Task prompt: Reproduce the data below word for word, keeping every line as it appears.

Records supplied:
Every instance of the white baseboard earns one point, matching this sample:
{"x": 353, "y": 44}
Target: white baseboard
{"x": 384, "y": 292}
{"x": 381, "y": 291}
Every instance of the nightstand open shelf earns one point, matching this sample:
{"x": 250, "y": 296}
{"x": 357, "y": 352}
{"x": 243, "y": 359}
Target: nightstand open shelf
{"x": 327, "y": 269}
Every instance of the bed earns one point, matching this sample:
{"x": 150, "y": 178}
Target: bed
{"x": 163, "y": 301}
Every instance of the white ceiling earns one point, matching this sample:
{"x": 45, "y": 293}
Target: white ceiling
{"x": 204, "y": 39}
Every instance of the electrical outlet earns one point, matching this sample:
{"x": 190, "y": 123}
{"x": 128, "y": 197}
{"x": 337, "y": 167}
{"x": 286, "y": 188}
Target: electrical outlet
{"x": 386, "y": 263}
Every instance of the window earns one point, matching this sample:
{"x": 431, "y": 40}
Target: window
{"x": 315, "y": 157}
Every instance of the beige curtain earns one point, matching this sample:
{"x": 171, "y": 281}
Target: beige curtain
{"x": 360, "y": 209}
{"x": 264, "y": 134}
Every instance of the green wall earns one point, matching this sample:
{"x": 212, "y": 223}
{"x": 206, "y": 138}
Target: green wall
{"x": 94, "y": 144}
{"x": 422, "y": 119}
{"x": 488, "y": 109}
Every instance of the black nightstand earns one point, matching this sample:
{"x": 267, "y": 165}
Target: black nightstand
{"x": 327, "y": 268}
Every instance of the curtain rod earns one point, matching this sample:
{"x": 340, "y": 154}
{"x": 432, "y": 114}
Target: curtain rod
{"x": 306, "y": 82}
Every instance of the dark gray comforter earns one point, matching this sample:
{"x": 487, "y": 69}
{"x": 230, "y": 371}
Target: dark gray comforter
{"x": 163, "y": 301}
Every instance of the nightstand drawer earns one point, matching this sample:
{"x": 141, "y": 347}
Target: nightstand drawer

Written solution:
Every instance of the white baseboard earns one point, matching this sample:
{"x": 353, "y": 44}
Target: white baseboard
{"x": 384, "y": 292}
{"x": 381, "y": 291}
Every instance of the nightstand open shelf earns one point, matching this sample:
{"x": 250, "y": 296}
{"x": 357, "y": 352}
{"x": 243, "y": 359}
Target: nightstand open shelf
{"x": 327, "y": 269}
Every instance of the bed earns one point, matching this sample:
{"x": 150, "y": 178}
Target: bed
{"x": 163, "y": 301}
Every instance of the white ceiling earns one point, matching this sample:
{"x": 45, "y": 293}
Target: white ceiling
{"x": 204, "y": 39}
Every instance of the electrical outlet earns one point, matching this sample:
{"x": 190, "y": 123}
{"x": 128, "y": 197}
{"x": 337, "y": 167}
{"x": 286, "y": 188}
Target: electrical outlet
{"x": 386, "y": 263}
Every instance of the window earns one point, matching this sample:
{"x": 431, "y": 40}
Target: window
{"x": 315, "y": 157}
Every instance of the beige curtain earns one point, matching this sample:
{"x": 171, "y": 281}
Target: beige curtain
{"x": 360, "y": 209}
{"x": 264, "y": 134}
Every instance of the green wall earns one point, matching this sample:
{"x": 212, "y": 223}
{"x": 206, "y": 138}
Target: green wall
{"x": 94, "y": 144}
{"x": 422, "y": 119}
{"x": 488, "y": 109}
Every instance of the black nightstand earns one point, matching this sample:
{"x": 267, "y": 165}
Target: black nightstand
{"x": 327, "y": 268}
Every instance of the curtain rod earns one point, matching this sample:
{"x": 340, "y": 154}
{"x": 432, "y": 114}
Target: curtain rod
{"x": 306, "y": 82}
Every instance of the dark gray comforter earns one point, matching this sample:
{"x": 487, "y": 69}
{"x": 230, "y": 371}
Target: dark gray comforter
{"x": 163, "y": 301}
Every instance of the nightstand drawer earns one point, matching this sample:
{"x": 141, "y": 347}
Target: nightstand drawer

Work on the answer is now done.